▸ **What the task requires**: How many lines in the rows below contain the word "vase"? Upper and lower case count as different, and the reply should be the number alone.

— start of Input records —

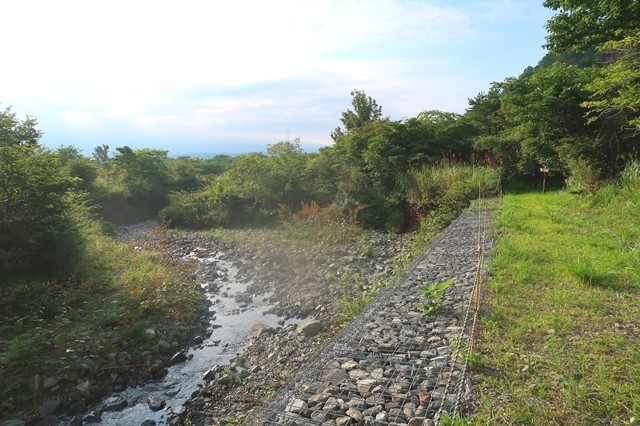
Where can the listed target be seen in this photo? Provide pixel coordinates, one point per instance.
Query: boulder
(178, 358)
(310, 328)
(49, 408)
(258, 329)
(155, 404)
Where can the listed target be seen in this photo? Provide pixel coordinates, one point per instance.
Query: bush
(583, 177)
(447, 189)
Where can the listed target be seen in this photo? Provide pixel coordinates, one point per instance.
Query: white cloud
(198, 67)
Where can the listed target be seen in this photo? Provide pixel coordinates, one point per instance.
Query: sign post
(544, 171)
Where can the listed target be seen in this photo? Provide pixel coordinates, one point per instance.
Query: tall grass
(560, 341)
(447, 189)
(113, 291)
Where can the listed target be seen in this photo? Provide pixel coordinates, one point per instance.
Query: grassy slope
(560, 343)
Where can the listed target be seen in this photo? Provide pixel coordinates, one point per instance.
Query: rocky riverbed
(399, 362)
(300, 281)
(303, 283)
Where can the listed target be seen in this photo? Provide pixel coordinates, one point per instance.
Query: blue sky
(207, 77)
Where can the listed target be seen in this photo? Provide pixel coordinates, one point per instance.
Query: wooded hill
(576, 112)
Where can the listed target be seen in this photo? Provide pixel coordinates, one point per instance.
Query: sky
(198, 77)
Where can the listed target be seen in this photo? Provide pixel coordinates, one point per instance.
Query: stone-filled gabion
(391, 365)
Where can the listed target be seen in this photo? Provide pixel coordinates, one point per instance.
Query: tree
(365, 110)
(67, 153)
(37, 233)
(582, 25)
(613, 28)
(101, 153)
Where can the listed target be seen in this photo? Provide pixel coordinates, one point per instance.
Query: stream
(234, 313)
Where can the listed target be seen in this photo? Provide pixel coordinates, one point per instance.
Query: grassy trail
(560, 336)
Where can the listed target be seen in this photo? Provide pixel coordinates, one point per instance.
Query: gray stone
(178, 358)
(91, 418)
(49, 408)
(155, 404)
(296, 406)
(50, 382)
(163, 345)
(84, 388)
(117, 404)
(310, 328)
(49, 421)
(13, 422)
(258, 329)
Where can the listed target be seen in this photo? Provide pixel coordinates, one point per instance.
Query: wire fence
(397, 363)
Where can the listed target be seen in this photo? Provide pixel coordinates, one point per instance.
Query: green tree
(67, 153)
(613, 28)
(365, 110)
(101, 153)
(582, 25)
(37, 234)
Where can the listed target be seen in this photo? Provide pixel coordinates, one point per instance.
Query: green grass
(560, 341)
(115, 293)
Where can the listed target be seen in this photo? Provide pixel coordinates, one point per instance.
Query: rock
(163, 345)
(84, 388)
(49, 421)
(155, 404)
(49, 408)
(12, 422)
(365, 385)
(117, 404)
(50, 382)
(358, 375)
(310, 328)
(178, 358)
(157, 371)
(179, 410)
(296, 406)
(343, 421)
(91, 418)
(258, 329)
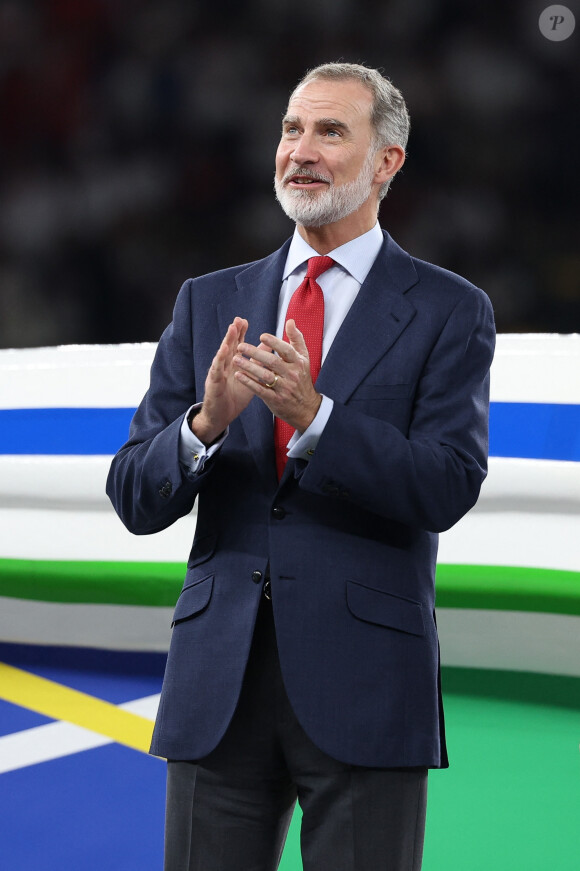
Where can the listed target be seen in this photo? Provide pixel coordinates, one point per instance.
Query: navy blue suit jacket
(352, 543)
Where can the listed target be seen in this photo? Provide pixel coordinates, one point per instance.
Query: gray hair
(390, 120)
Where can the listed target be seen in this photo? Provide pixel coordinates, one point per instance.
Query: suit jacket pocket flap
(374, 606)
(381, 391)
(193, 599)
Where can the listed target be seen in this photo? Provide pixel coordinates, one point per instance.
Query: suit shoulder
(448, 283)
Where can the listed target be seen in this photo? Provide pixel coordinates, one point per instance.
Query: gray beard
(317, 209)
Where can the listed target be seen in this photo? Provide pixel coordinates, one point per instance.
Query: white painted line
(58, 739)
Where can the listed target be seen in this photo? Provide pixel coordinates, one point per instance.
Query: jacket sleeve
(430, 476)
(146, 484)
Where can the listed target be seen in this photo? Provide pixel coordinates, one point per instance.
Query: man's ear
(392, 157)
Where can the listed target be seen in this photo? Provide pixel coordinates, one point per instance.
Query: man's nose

— end of Input records —
— start of Input records —

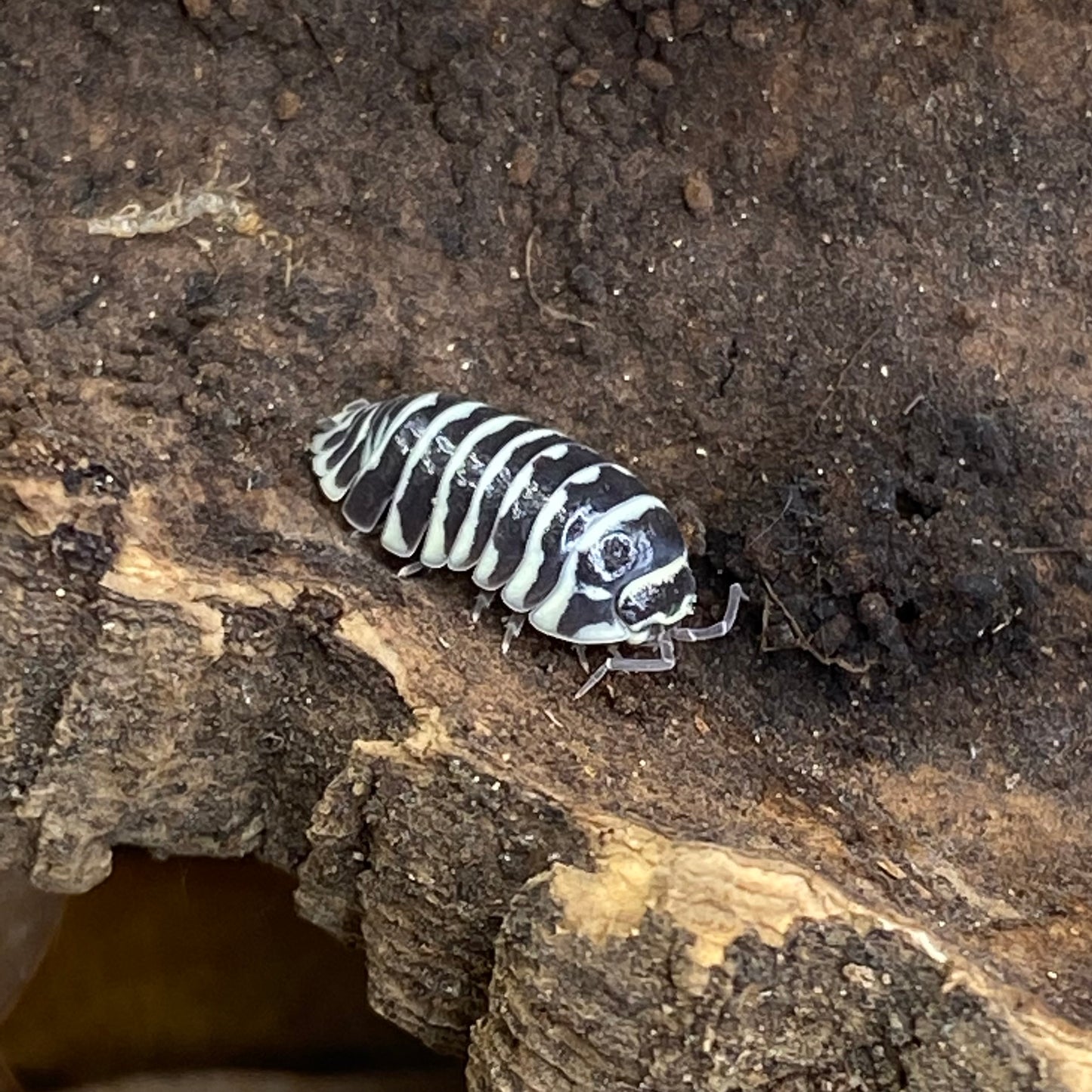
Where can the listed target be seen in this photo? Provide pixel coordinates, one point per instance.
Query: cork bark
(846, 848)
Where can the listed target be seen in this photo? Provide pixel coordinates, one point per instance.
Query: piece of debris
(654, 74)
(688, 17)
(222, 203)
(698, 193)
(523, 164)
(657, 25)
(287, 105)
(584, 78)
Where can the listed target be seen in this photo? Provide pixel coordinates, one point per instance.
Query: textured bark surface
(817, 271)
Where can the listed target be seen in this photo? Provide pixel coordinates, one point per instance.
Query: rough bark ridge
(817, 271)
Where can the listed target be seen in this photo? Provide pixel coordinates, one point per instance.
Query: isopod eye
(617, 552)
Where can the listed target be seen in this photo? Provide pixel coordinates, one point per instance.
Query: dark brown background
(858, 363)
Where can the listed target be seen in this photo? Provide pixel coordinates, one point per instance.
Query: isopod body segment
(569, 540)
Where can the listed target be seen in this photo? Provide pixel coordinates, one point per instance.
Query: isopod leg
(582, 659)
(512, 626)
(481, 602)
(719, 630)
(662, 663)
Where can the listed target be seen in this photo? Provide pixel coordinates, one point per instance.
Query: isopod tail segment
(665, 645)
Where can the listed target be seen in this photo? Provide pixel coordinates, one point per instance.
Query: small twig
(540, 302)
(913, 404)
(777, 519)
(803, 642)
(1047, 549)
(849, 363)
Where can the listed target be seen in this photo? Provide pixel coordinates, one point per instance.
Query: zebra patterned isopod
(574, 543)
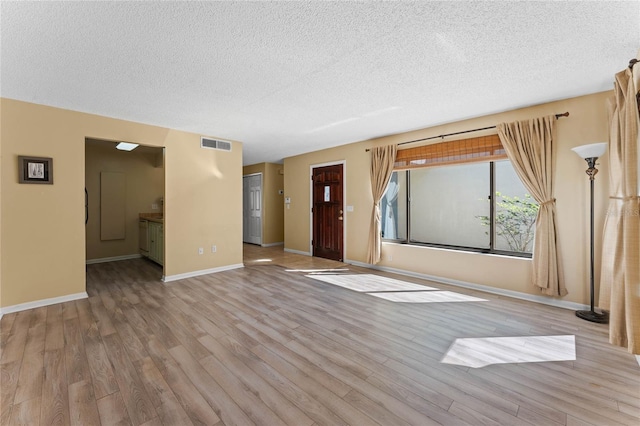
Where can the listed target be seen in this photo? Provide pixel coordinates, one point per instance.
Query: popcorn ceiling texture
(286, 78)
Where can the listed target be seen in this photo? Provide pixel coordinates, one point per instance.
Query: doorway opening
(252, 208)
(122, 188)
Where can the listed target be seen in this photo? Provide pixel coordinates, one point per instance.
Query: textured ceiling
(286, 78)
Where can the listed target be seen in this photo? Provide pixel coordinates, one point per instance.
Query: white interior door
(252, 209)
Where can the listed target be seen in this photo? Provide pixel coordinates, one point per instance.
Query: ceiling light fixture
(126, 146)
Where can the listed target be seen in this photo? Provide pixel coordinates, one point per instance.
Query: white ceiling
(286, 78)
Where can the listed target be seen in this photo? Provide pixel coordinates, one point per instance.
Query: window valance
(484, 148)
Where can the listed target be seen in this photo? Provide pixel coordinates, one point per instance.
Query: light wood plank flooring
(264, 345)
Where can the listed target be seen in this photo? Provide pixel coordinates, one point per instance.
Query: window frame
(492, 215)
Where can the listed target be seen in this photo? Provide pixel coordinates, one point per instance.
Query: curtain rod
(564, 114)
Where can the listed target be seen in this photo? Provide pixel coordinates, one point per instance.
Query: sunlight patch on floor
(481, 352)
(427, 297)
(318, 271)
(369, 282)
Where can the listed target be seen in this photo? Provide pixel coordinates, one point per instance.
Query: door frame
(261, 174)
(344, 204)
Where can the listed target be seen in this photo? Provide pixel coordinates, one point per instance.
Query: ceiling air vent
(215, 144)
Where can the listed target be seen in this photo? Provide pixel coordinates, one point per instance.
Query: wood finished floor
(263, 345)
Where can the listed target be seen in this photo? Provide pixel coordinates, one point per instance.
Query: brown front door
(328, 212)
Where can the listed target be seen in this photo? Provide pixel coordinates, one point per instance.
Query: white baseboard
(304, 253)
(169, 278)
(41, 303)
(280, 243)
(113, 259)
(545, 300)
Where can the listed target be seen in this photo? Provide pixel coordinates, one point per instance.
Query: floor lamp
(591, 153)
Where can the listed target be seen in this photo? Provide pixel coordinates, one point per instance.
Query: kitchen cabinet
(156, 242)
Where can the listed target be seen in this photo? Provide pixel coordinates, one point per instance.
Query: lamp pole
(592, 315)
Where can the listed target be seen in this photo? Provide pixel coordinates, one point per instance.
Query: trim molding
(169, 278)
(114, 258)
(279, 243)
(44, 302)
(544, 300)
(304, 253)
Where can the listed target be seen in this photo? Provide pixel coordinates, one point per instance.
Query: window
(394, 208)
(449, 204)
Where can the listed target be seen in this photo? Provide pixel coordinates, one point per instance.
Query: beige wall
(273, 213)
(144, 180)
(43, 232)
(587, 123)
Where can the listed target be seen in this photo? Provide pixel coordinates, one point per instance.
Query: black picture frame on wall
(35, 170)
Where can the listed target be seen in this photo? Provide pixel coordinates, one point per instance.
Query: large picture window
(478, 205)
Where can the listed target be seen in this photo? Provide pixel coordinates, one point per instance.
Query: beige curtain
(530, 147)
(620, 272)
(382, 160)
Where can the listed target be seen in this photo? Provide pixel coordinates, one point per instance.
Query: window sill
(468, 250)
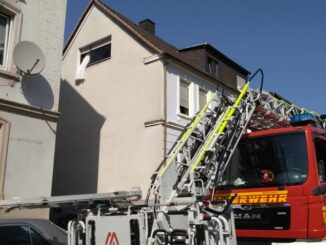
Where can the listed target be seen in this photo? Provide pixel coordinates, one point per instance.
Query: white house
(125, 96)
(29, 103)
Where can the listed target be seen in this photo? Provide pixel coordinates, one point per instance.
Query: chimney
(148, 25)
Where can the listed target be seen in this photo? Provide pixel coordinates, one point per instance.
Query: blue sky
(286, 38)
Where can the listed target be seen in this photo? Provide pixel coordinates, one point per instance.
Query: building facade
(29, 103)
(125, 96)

— end of Input records —
— start of Input records —

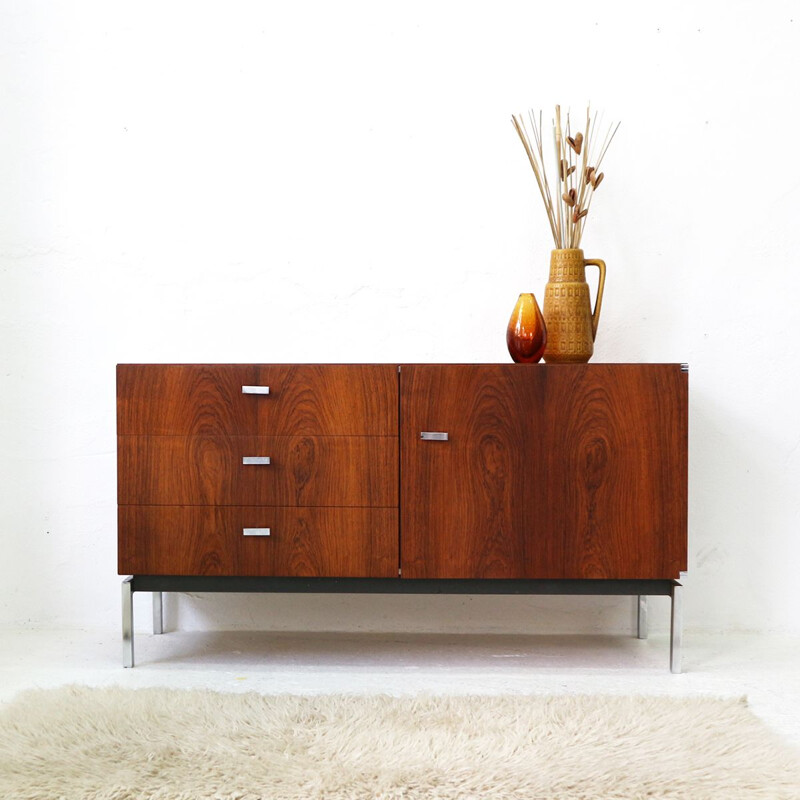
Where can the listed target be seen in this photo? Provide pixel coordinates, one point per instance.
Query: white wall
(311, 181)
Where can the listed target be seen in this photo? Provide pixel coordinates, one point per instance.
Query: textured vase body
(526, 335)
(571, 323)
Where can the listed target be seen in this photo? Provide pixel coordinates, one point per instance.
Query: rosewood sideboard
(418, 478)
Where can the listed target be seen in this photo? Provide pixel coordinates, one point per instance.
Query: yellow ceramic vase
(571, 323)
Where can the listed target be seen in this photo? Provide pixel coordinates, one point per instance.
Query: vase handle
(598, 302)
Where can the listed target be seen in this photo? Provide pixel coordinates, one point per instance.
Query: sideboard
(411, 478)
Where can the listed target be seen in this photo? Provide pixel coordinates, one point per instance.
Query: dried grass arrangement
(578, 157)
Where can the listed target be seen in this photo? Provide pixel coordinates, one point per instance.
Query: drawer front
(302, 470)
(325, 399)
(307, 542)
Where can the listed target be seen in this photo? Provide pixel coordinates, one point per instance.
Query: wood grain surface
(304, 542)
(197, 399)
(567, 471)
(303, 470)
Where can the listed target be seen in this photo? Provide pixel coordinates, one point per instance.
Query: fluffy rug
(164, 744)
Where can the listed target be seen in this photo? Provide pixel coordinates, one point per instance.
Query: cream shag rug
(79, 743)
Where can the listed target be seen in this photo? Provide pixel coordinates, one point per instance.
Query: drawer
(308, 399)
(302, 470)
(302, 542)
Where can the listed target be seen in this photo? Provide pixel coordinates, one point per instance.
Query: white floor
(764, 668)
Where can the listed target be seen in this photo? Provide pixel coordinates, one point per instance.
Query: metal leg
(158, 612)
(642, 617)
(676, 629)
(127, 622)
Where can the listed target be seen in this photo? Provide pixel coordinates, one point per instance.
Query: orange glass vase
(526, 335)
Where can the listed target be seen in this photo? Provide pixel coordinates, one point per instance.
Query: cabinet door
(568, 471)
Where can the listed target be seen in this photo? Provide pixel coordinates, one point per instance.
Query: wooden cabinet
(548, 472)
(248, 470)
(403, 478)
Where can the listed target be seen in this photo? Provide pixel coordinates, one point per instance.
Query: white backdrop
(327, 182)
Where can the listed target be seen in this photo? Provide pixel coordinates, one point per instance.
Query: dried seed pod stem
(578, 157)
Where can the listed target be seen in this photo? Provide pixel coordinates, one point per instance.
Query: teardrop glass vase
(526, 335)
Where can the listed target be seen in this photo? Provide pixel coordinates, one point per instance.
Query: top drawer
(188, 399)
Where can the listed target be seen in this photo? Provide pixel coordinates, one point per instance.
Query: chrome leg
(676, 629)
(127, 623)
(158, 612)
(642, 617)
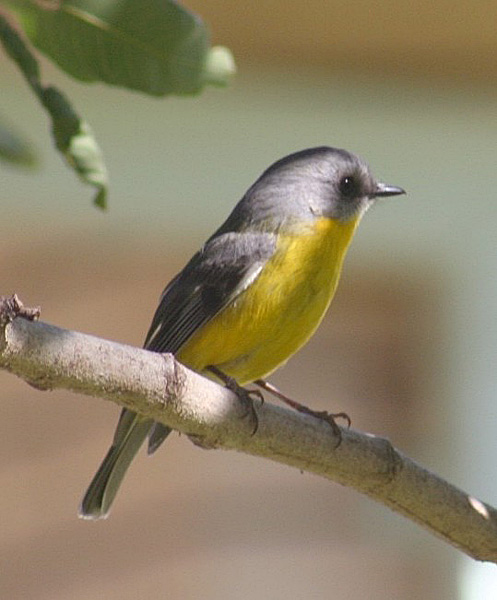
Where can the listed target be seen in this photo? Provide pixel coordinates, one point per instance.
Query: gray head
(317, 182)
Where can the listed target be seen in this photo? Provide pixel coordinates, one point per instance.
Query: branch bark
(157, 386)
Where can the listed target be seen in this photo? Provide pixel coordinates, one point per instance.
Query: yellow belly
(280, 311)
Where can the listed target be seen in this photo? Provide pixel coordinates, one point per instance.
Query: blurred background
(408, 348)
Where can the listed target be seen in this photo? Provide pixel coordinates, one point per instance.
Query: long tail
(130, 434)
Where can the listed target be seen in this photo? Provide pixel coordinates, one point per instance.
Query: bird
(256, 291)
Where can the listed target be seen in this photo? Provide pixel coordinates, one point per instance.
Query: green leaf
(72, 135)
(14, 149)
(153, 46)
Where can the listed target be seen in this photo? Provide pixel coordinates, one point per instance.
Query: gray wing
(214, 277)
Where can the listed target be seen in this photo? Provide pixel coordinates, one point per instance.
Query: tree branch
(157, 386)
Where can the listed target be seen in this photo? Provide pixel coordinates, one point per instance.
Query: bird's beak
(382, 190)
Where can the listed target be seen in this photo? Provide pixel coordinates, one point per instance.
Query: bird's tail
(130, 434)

— end of Input records —

▸ **Answer below**: 5